▸ **Text provided**:
The side aesthetic allows you to adjust the positioning and direction of the dots:

  • "top", "right", or "topright": draw the dots on the top or on the right, depending on orientation
  • "bottom", "left", or "bottomleft": draw the dots on the bottom or on the left, depending on orientation
  • "topleft": draw the dots on top or on the left, depending on orientation
  • "bottomright": draw the dots on the bottom or on the right, depending on orientation
  • "both": draw the dots mirrored, as in a “beeswarm” plot.

When orientation = "horizontal", this yields:

set.seed(1234)
x = rnorm(100)

side_plot = function(...) {
  expand.grid(
    x = x,
    side = c("topright", "both", "bottomleft"),
    stringsAsFactors = FALSE
  ) %>%
    ggplot(aes(side = side, ...)) +
    geom_dots() +
    facet_grid(~ side, labeller = "label_both") +
    labs(x = NULL, y = NULL) +
    theme(panel.border = element_rect(color = "gray75", fill = NA))
}
side_plot(x = x) +
  labs(title = "Horizontal geom_dots() with different values of side") +
  scale_y_continuous(breaks = NULL)

When orientation = "vertical", this yields:

side_plot(y = x) +
  labs(title = "Vertical geom_dots() with different values of side") +
  scale_x_continuous(breaks = NULL)

Layout

The layout parameter allows you to adjust the algorithm used to place dots:

  • "bin" (default): places dots on the off-axis at the midpoint of their bins as in the classic Wilkinson dotplot. This maintains the alignment of rows and columns in the dotplot. This layout is slightly different from the classic Wilkinson algorithm in that: (1) it nudges bins slightly to avoid overlapping bins and (2) if the input data are symmetrical it will return a symmetrical layout.
  • "weave": uses the same basic binning approach of “bin”, but places dots in the off-axis at their actual positions (modulo overlaps, which are nudged out of the way). This maintains the alignment of rows but does not align dots within columns.

▸ **Supplied data**:
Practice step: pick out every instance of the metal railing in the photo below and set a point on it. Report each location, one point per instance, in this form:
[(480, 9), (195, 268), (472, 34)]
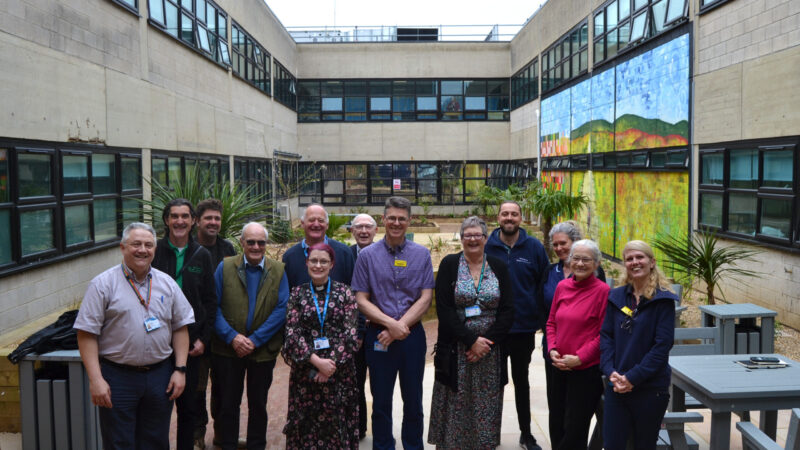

▸ **What you will do**:
- A) Answer these questions using the dotplot documentation:
(i) Which value of side draws the dots mirrored?
(ii) Which value of layout is the default?
(iii) Which layout keeps rows aligned but does not align dots within columns?
- B) Pick up the dotplot documentation after its last sentence and continue it.
The listing above is not needed.

▸ **Task answers**:
- A)
(i) "both"
(ii) "bin"
(iii) "weave"

- B)
  • "hex": uses the same basic binning approach of “bin”, but alternates placing dots +binwidth/4 or -binwidth/4 in the off-axis from the bin center. This allows hexagonal packing by setting a stackratio less than 1 (something like 0.9 tends to work).
  • “swarm”: uses the "compactswarm" layout from beeswarm::beeswarm(). Does not maintain alignment of rows or columns, but can be more compact and neat looking, especially for sample data (as opposed to quantile dotplots of theoretical distributions, which may look better with "bin", "weave", or "hex").

When side is "top", these layouts look like this:

layout_plot = function(layout, side, ...) {
  data.frame(
    x = x
  ) %>%
    ggplot(aes(x = x)) +
    geom_dots(layout = layout, side = side, stackratio = if (layout == "hex") 0.9 else 1) +
    labs(
      subtitle = paste0("layout = ", deparse(layout), if (layout == "hex") " with stackratio = 0.9"),
      x = NULL,
      y = NULL
    ) +
    scale_y_continuous(breaks = NULL) +
    theme(panel.border = element_rect(color = "gray75", fill = NA))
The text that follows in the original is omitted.